*** Material shown ***
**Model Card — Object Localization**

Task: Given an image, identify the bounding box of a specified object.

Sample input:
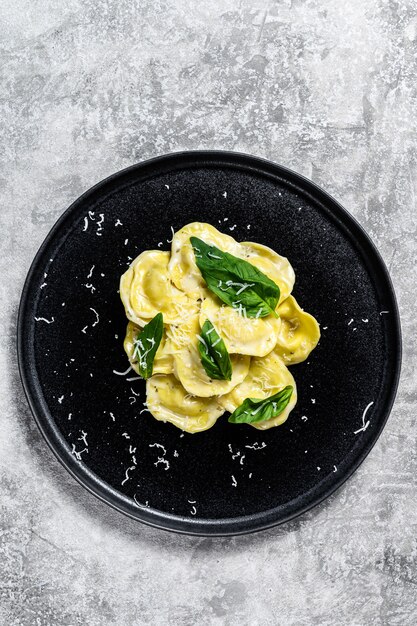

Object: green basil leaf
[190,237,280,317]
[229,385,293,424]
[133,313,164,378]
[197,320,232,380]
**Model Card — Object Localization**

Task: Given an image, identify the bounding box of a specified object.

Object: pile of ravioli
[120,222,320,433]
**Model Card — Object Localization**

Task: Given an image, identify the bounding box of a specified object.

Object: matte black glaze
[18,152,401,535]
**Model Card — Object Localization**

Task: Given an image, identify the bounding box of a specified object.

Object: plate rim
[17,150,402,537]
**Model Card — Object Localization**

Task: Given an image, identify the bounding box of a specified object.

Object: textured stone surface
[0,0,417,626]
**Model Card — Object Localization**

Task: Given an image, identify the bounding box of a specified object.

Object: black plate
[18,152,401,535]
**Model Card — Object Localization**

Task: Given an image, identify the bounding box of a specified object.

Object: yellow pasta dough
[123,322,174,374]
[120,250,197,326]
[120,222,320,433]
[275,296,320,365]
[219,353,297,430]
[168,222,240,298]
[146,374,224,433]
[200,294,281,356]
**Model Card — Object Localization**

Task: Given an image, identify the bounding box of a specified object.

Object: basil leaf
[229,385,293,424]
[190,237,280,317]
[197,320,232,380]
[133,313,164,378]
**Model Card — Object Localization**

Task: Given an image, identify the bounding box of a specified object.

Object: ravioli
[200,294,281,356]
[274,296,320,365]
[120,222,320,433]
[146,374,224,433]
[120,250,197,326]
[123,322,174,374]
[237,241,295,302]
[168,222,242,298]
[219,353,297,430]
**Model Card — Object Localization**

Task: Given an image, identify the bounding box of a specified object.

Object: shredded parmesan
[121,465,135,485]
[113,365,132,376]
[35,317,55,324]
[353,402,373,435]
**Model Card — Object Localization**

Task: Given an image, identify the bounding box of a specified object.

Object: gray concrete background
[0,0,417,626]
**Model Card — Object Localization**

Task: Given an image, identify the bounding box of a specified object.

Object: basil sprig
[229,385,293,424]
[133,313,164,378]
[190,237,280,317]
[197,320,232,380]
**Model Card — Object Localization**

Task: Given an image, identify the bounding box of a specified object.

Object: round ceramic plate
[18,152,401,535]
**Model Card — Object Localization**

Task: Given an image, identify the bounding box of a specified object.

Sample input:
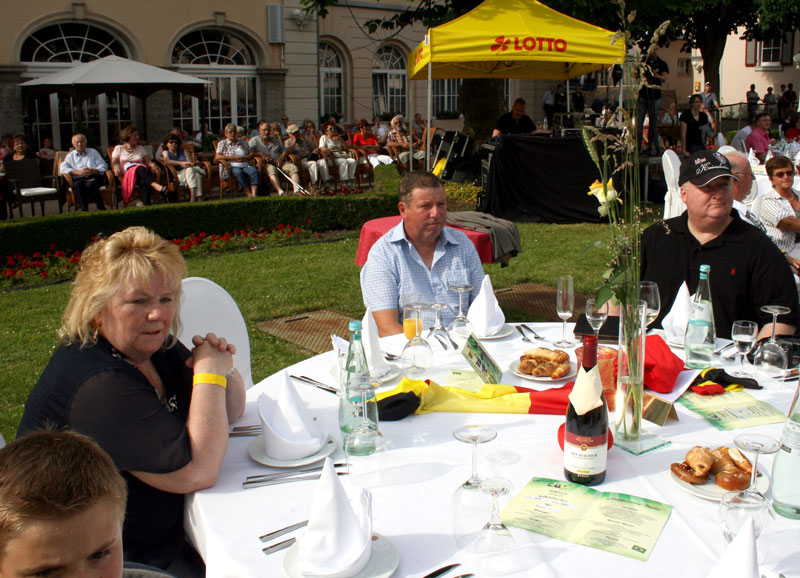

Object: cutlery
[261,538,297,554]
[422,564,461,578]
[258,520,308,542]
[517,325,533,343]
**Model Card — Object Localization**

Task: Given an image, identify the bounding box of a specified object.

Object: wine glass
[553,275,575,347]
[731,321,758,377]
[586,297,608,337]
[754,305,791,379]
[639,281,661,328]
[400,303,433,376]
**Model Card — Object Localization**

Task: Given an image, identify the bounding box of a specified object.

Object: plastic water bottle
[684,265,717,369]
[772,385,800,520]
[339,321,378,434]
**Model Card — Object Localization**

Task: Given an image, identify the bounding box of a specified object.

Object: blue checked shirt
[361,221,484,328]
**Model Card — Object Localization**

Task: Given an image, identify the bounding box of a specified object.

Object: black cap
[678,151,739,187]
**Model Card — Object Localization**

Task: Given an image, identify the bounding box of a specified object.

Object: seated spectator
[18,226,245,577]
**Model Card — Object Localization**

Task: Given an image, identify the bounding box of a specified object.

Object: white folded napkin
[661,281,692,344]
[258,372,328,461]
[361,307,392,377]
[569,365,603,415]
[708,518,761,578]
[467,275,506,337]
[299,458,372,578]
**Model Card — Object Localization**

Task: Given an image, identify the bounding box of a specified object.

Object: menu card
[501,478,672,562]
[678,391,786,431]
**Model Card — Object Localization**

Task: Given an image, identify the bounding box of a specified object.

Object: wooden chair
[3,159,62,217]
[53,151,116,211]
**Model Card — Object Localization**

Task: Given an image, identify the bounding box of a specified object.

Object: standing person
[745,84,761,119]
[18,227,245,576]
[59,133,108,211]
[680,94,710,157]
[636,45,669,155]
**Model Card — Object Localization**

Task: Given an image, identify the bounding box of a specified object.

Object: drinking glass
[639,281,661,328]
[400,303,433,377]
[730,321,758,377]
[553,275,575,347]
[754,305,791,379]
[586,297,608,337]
***
■ Task objective
From the lines above, copy each one that contains the word "black", matching its case.

■ Answer for this exercise
Object: matte black glaze
Object: black plate
Object: black cap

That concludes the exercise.